***** DATA SHOWN

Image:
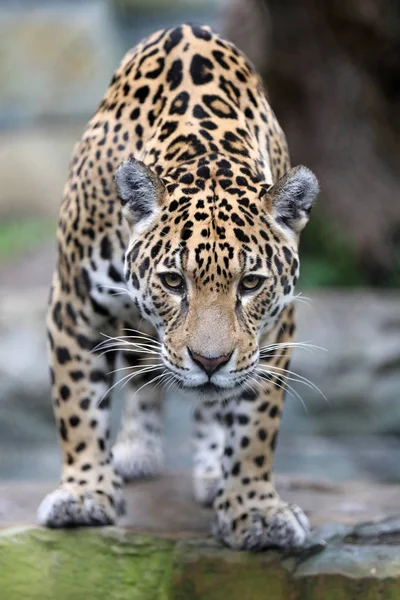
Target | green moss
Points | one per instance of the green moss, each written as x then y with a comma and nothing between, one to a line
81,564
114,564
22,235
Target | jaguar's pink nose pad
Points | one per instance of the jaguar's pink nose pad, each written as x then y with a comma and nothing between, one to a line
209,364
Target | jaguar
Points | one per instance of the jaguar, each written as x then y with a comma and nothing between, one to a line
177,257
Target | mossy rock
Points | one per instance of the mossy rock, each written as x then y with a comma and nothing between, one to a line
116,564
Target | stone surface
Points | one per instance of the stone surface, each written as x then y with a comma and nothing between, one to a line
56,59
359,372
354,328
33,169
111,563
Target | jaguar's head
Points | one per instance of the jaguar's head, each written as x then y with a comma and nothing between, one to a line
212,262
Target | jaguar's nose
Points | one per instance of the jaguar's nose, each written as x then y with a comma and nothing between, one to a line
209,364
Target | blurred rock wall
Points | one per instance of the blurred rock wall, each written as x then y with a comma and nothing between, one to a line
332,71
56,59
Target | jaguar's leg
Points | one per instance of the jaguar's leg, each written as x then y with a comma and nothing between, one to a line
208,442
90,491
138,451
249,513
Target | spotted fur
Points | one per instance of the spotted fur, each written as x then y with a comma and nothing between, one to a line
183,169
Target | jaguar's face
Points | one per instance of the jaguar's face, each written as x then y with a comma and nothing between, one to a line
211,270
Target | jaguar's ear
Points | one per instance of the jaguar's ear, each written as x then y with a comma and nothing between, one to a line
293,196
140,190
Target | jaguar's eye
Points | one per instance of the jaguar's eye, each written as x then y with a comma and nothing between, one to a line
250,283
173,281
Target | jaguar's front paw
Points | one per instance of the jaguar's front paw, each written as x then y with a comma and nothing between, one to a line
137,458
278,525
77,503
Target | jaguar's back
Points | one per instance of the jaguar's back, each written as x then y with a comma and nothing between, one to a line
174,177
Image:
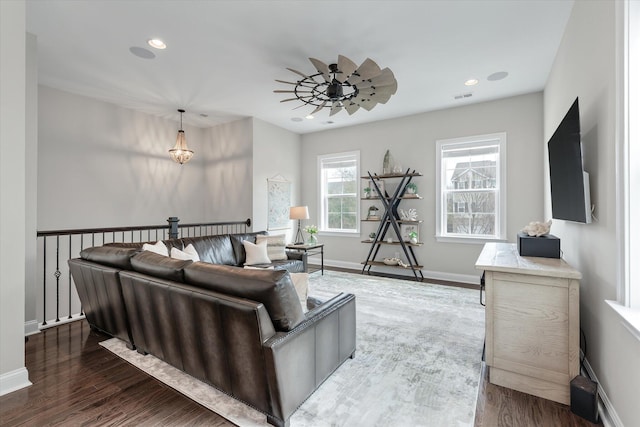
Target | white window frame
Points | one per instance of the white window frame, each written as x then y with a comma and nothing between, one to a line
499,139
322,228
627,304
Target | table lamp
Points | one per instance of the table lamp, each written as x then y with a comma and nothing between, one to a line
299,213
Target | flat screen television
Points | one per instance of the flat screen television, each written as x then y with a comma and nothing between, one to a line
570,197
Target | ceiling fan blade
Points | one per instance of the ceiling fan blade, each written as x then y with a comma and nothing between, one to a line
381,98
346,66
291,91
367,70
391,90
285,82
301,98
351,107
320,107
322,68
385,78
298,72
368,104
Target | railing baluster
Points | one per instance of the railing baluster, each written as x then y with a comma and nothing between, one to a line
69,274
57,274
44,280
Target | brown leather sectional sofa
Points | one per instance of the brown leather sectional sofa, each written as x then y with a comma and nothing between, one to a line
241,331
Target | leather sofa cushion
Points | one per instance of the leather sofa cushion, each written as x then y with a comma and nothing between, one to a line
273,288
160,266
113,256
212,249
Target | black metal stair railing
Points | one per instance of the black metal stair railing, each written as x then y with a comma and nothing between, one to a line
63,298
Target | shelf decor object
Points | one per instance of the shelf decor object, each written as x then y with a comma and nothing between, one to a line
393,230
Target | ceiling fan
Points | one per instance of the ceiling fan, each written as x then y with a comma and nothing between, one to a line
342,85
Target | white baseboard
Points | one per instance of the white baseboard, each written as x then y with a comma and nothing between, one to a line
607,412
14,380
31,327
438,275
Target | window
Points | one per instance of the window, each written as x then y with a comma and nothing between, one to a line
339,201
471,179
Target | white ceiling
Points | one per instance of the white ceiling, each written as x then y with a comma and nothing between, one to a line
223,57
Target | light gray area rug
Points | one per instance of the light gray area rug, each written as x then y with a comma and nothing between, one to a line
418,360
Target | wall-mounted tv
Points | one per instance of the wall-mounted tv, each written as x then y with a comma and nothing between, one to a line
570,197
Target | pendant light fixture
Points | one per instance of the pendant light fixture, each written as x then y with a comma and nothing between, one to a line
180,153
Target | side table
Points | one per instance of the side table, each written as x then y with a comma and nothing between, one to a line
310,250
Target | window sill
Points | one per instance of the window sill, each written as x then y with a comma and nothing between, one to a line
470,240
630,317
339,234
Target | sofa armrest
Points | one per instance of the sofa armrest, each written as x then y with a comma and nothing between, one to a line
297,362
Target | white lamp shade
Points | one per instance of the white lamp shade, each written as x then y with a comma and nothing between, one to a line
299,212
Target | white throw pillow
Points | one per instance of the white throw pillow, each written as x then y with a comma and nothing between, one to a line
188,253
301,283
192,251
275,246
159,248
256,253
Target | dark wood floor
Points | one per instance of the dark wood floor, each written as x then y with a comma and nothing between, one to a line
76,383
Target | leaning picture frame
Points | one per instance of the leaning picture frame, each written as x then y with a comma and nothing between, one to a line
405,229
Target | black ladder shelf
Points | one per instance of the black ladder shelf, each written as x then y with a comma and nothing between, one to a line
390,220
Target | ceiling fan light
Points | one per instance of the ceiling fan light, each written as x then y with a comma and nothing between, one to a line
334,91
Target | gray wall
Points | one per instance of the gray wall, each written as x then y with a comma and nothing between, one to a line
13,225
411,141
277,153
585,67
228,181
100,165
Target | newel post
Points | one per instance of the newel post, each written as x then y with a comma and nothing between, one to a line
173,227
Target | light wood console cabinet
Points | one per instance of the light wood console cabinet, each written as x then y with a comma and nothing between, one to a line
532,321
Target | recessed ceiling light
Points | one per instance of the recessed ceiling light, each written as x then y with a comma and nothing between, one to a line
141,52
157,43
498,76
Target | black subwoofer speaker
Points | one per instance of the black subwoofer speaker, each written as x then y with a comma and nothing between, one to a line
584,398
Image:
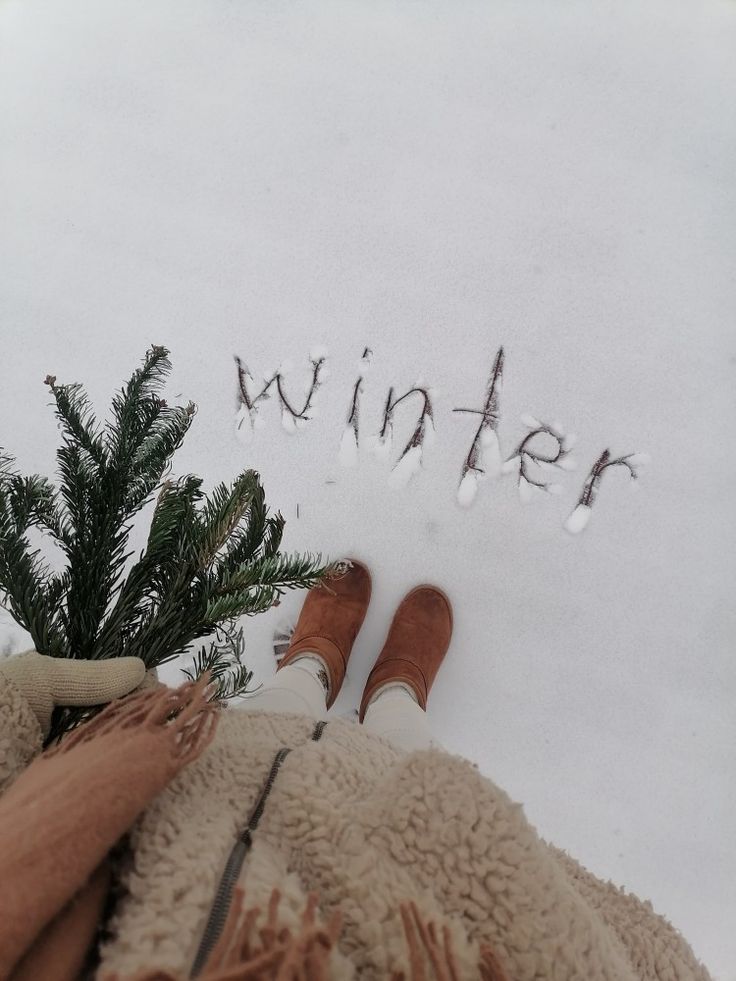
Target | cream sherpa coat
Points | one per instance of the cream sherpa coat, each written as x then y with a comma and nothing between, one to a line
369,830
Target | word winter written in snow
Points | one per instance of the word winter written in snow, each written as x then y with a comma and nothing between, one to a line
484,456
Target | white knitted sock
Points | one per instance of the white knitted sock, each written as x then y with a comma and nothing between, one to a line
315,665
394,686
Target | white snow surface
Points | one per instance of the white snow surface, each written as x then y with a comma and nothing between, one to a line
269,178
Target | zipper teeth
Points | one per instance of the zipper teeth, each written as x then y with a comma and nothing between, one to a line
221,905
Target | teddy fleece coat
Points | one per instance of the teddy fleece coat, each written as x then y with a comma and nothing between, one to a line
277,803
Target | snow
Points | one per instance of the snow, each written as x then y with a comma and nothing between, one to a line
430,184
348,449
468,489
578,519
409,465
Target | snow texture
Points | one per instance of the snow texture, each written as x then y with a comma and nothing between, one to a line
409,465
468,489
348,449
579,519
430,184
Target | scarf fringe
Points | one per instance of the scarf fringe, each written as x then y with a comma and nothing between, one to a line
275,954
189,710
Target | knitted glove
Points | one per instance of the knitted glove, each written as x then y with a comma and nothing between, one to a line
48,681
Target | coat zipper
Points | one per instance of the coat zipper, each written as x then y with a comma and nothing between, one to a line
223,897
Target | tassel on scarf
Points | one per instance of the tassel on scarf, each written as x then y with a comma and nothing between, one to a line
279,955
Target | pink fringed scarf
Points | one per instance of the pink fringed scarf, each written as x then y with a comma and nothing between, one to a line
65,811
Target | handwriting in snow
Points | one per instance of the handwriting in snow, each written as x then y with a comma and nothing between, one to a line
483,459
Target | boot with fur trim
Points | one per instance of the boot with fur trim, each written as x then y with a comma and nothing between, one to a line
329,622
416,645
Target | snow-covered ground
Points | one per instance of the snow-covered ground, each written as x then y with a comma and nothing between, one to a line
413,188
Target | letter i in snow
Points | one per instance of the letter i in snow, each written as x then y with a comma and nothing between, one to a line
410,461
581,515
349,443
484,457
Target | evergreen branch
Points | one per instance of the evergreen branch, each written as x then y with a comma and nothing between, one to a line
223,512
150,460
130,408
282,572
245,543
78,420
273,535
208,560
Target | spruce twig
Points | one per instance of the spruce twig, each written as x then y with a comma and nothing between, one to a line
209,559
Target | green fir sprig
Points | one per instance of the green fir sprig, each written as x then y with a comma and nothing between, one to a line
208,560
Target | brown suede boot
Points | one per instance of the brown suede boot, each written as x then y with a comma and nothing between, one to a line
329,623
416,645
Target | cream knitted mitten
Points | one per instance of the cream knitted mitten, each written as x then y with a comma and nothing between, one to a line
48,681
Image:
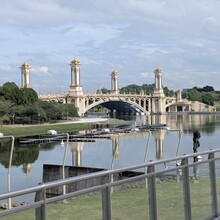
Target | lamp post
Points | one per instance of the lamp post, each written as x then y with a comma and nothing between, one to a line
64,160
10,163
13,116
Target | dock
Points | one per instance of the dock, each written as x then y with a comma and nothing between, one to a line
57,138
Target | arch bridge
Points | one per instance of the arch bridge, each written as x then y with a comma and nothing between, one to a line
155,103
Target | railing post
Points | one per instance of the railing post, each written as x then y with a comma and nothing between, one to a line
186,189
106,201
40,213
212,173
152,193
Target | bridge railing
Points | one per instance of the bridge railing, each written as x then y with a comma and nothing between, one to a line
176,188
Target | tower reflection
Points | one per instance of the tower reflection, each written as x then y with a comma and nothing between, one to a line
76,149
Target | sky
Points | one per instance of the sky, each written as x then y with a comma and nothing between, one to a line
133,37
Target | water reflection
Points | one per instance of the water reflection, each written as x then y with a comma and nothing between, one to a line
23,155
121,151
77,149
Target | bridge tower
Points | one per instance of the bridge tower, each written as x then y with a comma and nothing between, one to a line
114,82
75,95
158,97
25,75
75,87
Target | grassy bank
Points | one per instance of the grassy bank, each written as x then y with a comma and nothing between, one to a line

**********

■ **WHAT THIS TASK INVOLVES**
Copy nothing but the lines from the start of the entries through the line with "Target | jaguar's head". Write them out exactly, without pictures.

■ **WRITTEN RESPONSE**
Image:
Target | green moss
Points | one per instance of the green moss, each written as x then y with a comma and nothing between, one to a line
81,564
114,564
22,235
Target | jaguar's pink nose pad
Points | one per instance of the jaguar's pink nose pad, each written as x then y with a comma and nothing between, one to a line
209,364
Target | jaguar
Points | one per instance of the jaguar, each written as x then y with a comma and nothing between, one to a line
177,257
Target | mossy rock
Points | one per instance of the mossy rock, each written as x then y with a comma and nothing between, one to a line
116,564
Target | stone surface
Points | one per instance of the stone surface, each written as x then y with a comma and nothing between, one to a line
56,59
359,372
354,328
33,169
111,563
Target | jaguar's head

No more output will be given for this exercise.